Scan the entries below and extract each line with the word "form" in it.

### Exercise material
★ ★ ★ ★ ★ ★ ★

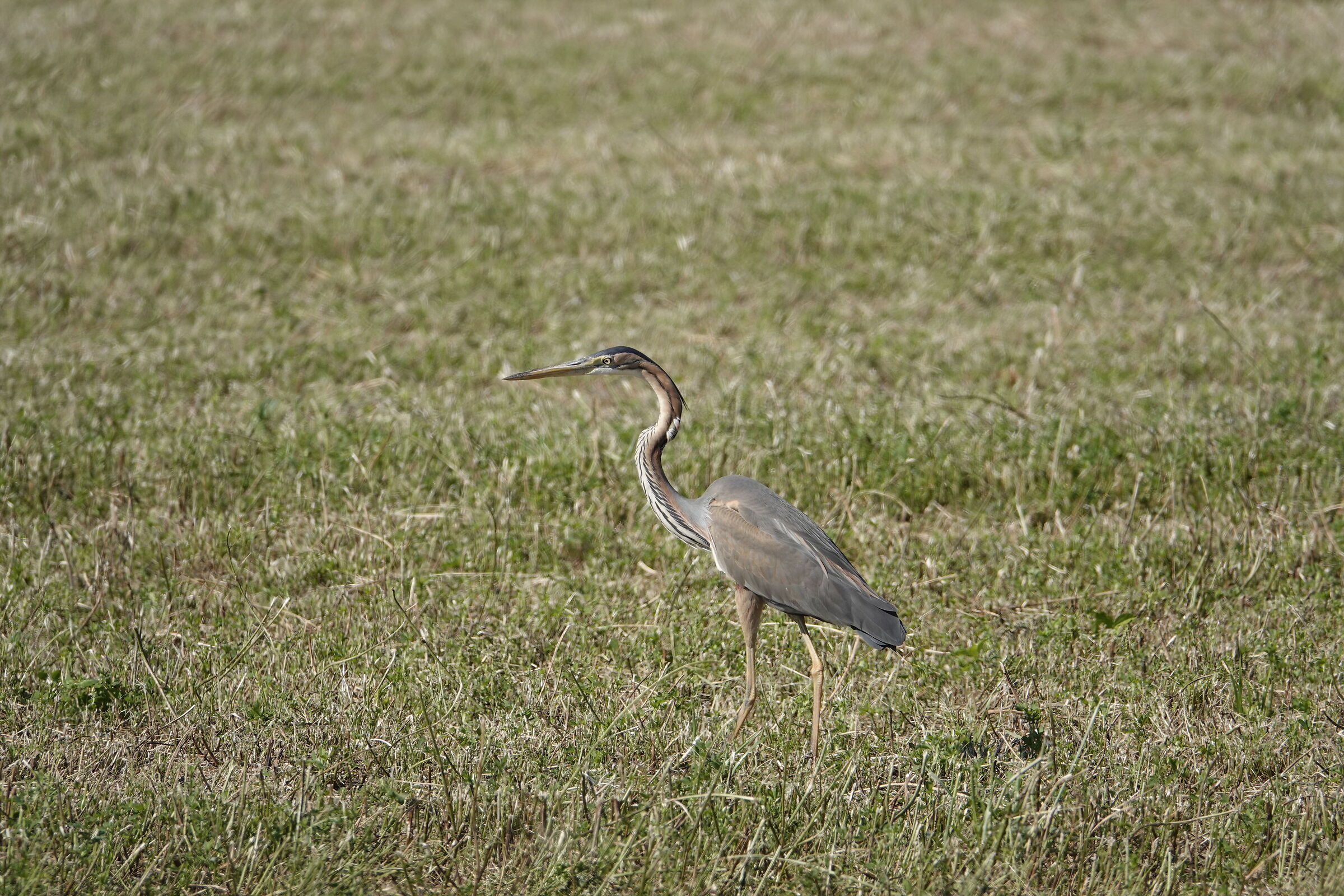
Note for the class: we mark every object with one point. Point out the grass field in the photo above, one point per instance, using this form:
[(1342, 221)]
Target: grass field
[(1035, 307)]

★ ★ ★ ★ ★ ★ ★

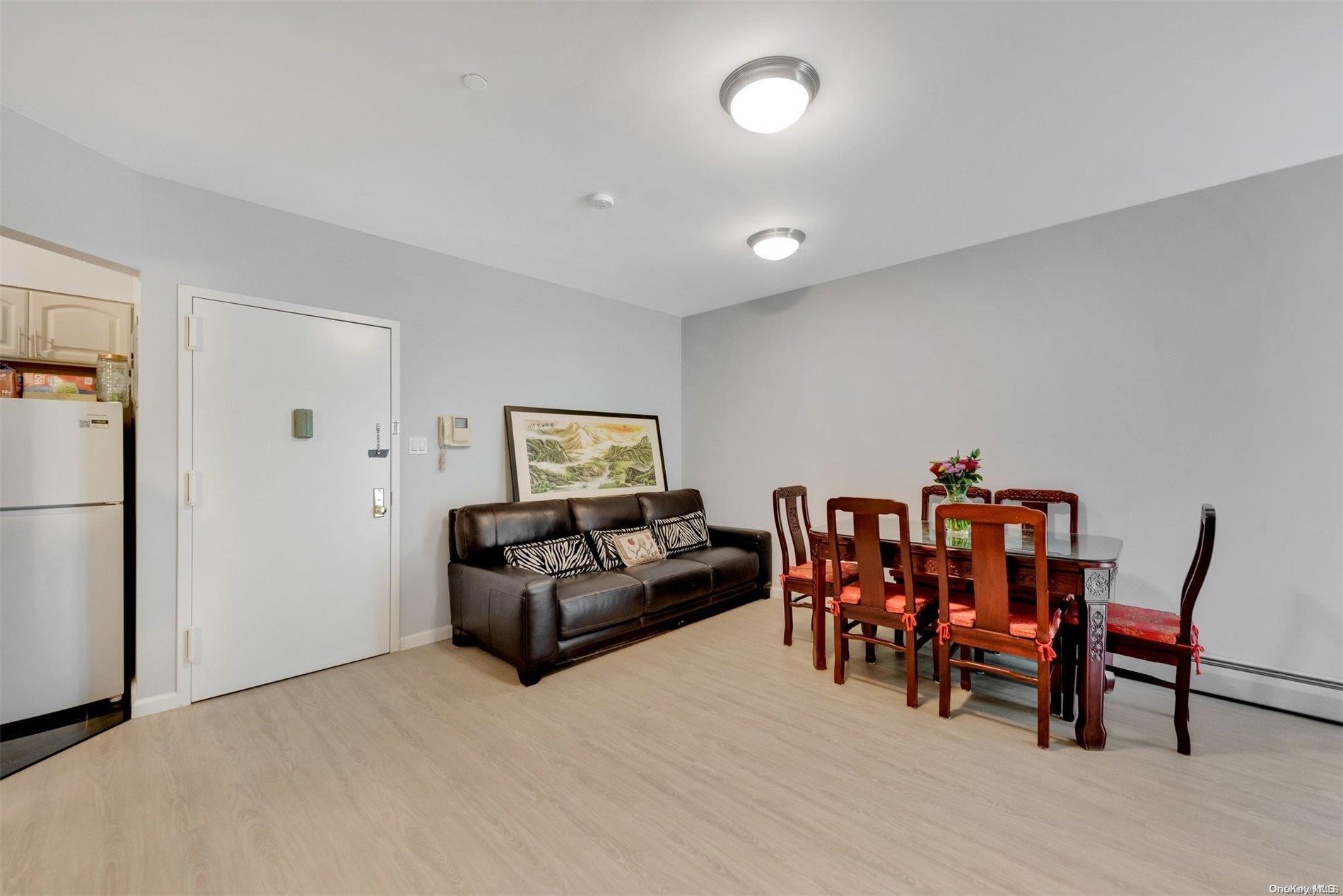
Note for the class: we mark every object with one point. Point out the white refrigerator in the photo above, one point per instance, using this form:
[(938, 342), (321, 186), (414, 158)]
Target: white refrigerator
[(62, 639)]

★ ★ ★ ★ ★ ★ ★

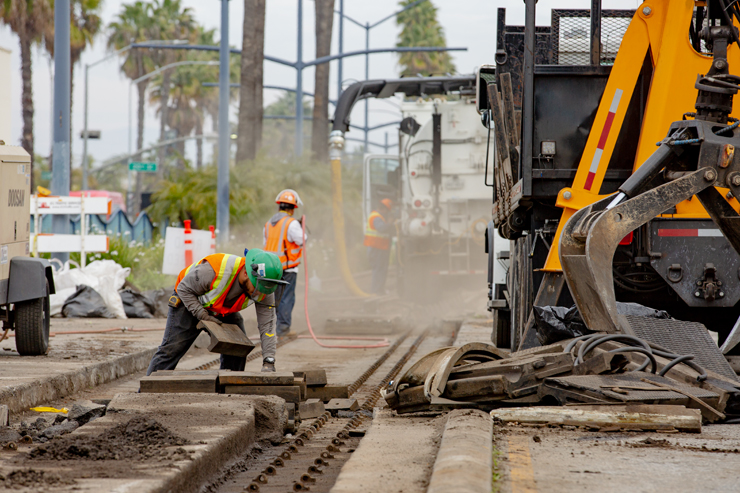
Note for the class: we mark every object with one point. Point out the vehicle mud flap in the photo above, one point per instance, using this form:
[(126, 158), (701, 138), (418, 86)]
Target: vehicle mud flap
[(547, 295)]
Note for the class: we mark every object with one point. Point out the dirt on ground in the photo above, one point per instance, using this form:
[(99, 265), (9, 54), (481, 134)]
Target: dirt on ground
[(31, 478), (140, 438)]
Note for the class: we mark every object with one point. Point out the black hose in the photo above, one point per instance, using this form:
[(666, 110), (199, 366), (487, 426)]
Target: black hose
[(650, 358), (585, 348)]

★ ★ ★ ★ ★ ★ ★

### Task output
Note for the class: we mark every object with one point. Point out the grass field in the photo above, one point per instance, using this form:
Note for the class: we mark every object with one point. Point out the white refrigerator in the photo above, one point per instance, using this form:
Note for the class: we mark every object with one point. Point out the vehicle mud flap in the photo above, one point per instance, using this form:
Note for the class: we mark every object with one point. Point out the dirt on ground in the photo above, one point per instance, using this form:
Note for the class: we mark every object with one point. Point out the black hose in the photo above, one point per instance, using this form:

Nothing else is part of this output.